**Given instruction**
Repeat the material exactly, leaving nothing out.

**Data excerpts**
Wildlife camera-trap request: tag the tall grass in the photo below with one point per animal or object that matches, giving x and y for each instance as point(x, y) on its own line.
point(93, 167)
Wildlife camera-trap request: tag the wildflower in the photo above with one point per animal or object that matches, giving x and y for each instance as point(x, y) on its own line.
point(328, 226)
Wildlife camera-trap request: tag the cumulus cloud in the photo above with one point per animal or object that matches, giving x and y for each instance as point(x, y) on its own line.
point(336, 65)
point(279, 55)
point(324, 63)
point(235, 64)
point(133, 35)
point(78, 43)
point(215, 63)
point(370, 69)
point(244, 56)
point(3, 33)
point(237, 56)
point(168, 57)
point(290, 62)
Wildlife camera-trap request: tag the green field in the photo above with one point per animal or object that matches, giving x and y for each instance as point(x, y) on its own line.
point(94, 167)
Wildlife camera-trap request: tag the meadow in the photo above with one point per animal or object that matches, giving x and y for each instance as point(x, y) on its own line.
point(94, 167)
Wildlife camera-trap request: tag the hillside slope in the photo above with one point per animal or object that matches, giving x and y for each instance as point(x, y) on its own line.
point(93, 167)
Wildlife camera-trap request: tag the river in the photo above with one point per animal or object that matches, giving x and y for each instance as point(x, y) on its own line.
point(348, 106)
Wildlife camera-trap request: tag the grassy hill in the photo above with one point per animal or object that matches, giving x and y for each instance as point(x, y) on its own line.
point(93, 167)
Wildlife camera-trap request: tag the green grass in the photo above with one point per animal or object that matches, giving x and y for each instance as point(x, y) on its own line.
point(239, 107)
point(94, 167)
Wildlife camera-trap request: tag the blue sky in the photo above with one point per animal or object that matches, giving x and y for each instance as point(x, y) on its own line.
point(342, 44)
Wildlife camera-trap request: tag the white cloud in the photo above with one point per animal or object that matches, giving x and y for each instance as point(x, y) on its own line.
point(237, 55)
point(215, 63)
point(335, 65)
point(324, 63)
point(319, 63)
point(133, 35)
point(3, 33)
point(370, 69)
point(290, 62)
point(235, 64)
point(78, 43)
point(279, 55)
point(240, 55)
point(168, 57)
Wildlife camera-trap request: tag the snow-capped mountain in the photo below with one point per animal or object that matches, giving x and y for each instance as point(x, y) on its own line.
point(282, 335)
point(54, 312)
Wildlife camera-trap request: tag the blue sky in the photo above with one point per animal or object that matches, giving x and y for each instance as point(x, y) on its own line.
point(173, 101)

**Output of the exercise**
Wildlife camera-trap request: tag the tall grass in the photo below with one point per animal or object that matches, giving x and y for each instance as point(x, y) on its own line.
point(93, 167)
Wildlife camera-trap request: tag the wildflower in the photo above with one point per animal or object that matches, giving x and y for each instance as point(x, y) on its own line.
point(328, 226)
Wildlife camera-trap request: tag the cumulus cloud in the photo above with one point per animal or object that matches, giving x and y for each instance as point(x, y) on its own line.
point(336, 65)
point(279, 55)
point(324, 63)
point(235, 64)
point(133, 35)
point(78, 43)
point(215, 63)
point(370, 69)
point(244, 56)
point(3, 33)
point(237, 56)
point(168, 57)
point(290, 62)
Wildlife camera-trap request: tag the green field in the photo above with one point per animal or object that matches, giving x and y for each instance as point(x, y) on its own line.
point(94, 167)
Wildlife camera-trap request: tag the meadow in the photo above with one point per animal or object that matches, giving x and y for each instance as point(x, y) on its own line.
point(94, 167)
Wildlife camera-trap request: tag the hillside slope in the photo above with one point per animal or object that matches, giving x and y for each instance as point(x, y) on its own line.
point(93, 167)
Wildlife camera-trap request: tag the river in the photo above with one point per animal or object that matches, giving x and y for each instance as point(x, y) on its own line.
point(348, 106)
Wildlife camera-trap request: tag the grassy hill in the photo above with one point per animal or object that matches, giving x and y for each instance as point(x, y) on its own line.
point(93, 167)
Wildlife camera-trap request: tag the green grass in the photo above with one point per animal or object that matches, giving x and y for each instance as point(x, y) on its own line.
point(239, 107)
point(94, 167)
Wildlife camera-trap request: tag the blue sky in the photo above with one point per animal or object that matches, giving x and y for each instance as point(x, y) on its own line.
point(342, 44)
Wildlife camera-trap request: tag the white cloud in the photo above with one point per animal or object that matches, giving x and y for each instance as point(x, y) on its own line.
point(237, 55)
point(215, 63)
point(335, 65)
point(324, 63)
point(319, 63)
point(133, 35)
point(3, 33)
point(370, 69)
point(290, 62)
point(235, 64)
point(78, 43)
point(279, 55)
point(240, 55)
point(168, 57)
Wildlife camera-trap request: tag the snow-capped mountain in the photo below with one point per animal or object that matches, giving x and y for each instance as point(x, y) on its own line.
point(282, 335)
point(54, 312)
Wildlife camera-trap request: tag the blue sky in the photo above with one point per animal or object that matches, giving x and y for each instance as point(x, y) on its own line.
point(173, 101)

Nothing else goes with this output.